_HOW TO COMPLETE THIS TASK_. Your reply should be the full listing, copied exactly.

_EXERCISE DATA_.
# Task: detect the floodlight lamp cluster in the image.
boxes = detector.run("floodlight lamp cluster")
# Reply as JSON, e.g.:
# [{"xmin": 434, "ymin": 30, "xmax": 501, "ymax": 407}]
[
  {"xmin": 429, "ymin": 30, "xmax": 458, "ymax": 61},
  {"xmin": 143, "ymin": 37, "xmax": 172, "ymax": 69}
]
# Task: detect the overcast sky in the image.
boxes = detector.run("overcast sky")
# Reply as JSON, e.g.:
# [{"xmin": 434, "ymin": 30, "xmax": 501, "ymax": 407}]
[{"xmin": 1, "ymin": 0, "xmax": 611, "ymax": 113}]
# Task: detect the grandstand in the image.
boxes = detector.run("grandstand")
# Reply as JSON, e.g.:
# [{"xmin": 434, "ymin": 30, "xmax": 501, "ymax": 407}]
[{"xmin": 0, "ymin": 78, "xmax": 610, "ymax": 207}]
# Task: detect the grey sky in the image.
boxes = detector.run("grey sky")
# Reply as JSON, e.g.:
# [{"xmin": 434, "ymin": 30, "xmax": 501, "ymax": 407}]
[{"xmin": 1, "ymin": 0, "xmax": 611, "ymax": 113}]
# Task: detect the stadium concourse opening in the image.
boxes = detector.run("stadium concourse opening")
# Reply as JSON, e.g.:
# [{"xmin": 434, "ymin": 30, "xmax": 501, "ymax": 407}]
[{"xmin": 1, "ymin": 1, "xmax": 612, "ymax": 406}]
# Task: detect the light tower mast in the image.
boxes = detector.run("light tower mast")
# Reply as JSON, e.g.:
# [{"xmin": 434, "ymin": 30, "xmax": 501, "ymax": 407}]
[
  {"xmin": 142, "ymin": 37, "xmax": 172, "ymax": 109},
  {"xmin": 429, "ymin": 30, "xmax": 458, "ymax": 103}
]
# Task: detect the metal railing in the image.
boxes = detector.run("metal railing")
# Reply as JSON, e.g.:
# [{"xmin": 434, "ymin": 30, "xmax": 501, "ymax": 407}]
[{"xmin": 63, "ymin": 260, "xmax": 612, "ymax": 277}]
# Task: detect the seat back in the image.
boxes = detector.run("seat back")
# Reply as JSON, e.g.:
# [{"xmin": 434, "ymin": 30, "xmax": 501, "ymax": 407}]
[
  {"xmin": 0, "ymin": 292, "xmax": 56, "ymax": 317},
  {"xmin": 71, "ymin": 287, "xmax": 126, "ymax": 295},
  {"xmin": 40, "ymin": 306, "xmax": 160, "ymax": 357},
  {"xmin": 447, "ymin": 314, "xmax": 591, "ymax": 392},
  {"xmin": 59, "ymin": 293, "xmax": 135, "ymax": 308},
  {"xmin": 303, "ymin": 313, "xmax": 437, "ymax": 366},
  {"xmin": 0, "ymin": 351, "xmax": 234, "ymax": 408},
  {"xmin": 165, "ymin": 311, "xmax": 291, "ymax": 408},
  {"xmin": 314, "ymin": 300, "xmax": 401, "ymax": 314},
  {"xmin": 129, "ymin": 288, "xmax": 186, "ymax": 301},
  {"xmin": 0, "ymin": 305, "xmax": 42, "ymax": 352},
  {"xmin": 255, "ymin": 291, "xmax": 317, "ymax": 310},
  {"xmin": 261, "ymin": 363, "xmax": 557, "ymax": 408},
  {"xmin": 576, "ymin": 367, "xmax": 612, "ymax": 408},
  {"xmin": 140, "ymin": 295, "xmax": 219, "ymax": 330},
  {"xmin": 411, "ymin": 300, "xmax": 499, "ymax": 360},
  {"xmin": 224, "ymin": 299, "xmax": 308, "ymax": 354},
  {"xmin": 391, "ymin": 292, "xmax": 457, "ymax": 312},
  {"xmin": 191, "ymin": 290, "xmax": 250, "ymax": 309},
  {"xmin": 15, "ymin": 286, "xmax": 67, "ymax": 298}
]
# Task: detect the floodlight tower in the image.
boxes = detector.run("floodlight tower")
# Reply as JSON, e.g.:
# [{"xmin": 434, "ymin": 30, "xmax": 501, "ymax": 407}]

_RESULT OF THE TASK_.
# Task: detect the floodlight lamp cluster in the image.
boxes = detector.run("floodlight lamp cluster")
# Reply as JSON, e.g.:
# [{"xmin": 434, "ymin": 30, "xmax": 501, "ymax": 407}]
[
  {"xmin": 429, "ymin": 30, "xmax": 458, "ymax": 61},
  {"xmin": 143, "ymin": 37, "xmax": 172, "ymax": 69}
]
# Task: detect the overcast sky in the image.
boxes = detector.run("overcast sky")
# Reply as JSON, e.g.:
# [{"xmin": 434, "ymin": 30, "xmax": 501, "ymax": 407}]
[{"xmin": 1, "ymin": 0, "xmax": 611, "ymax": 113}]
# Task: detect the grandstand in the image.
boxes = detector.run("grandstand")
# Reply as JSON, e.g.:
# [{"xmin": 434, "ymin": 30, "xmax": 501, "ymax": 407}]
[{"xmin": 0, "ymin": 78, "xmax": 610, "ymax": 207}]
# Task: detect the grey sky in the image.
boxes = detector.run("grey sky")
# Reply as JSON, e.g.:
# [{"xmin": 434, "ymin": 30, "xmax": 501, "ymax": 407}]
[{"xmin": 1, "ymin": 0, "xmax": 611, "ymax": 113}]
# Task: detect the stadium concourse opening in the image.
boxes = detector.run("stadium concourse opening")
# Reply as JSON, e.g.:
# [{"xmin": 434, "ymin": 30, "xmax": 501, "ymax": 407}]
[{"xmin": 1, "ymin": 1, "xmax": 612, "ymax": 406}]
# Task: detect the light tower mast in the image.
boxes = detector.run("light tower mast")
# Reply as JSON, e.g.:
# [{"xmin": 434, "ymin": 30, "xmax": 501, "ymax": 407}]
[
  {"xmin": 142, "ymin": 37, "xmax": 172, "ymax": 109},
  {"xmin": 429, "ymin": 30, "xmax": 458, "ymax": 103}
]
# Task: detect the metal railing in the image.
boxes = detector.run("metal railing")
# Reply as JSON, e.g.:
# [{"xmin": 434, "ymin": 30, "xmax": 501, "ymax": 407}]
[{"xmin": 63, "ymin": 260, "xmax": 612, "ymax": 277}]
# Task: detect the seat back in the image.
boxes = detector.run("seat back")
# Reply as JSON, e.g.:
# [{"xmin": 434, "ymin": 30, "xmax": 501, "ymax": 407}]
[
  {"xmin": 0, "ymin": 292, "xmax": 56, "ymax": 317},
  {"xmin": 71, "ymin": 287, "xmax": 126, "ymax": 295},
  {"xmin": 40, "ymin": 306, "xmax": 160, "ymax": 357},
  {"xmin": 447, "ymin": 314, "xmax": 591, "ymax": 392},
  {"xmin": 59, "ymin": 293, "xmax": 135, "ymax": 308},
  {"xmin": 303, "ymin": 313, "xmax": 437, "ymax": 366},
  {"xmin": 0, "ymin": 351, "xmax": 234, "ymax": 408},
  {"xmin": 165, "ymin": 311, "xmax": 291, "ymax": 408},
  {"xmin": 314, "ymin": 300, "xmax": 401, "ymax": 314},
  {"xmin": 129, "ymin": 288, "xmax": 186, "ymax": 301},
  {"xmin": 0, "ymin": 305, "xmax": 42, "ymax": 352},
  {"xmin": 255, "ymin": 291, "xmax": 317, "ymax": 310},
  {"xmin": 261, "ymin": 363, "xmax": 557, "ymax": 408},
  {"xmin": 576, "ymin": 367, "xmax": 612, "ymax": 408},
  {"xmin": 140, "ymin": 295, "xmax": 219, "ymax": 330},
  {"xmin": 411, "ymin": 300, "xmax": 499, "ymax": 360},
  {"xmin": 224, "ymin": 299, "xmax": 308, "ymax": 354},
  {"xmin": 391, "ymin": 292, "xmax": 457, "ymax": 312},
  {"xmin": 191, "ymin": 290, "xmax": 250, "ymax": 309},
  {"xmin": 15, "ymin": 286, "xmax": 67, "ymax": 298}
]
# Task: detect the floodlight tower in the image.
boxes = detector.run("floodlight tower")
# Reply as JSON, e.g.:
# [{"xmin": 434, "ymin": 30, "xmax": 501, "ymax": 407}]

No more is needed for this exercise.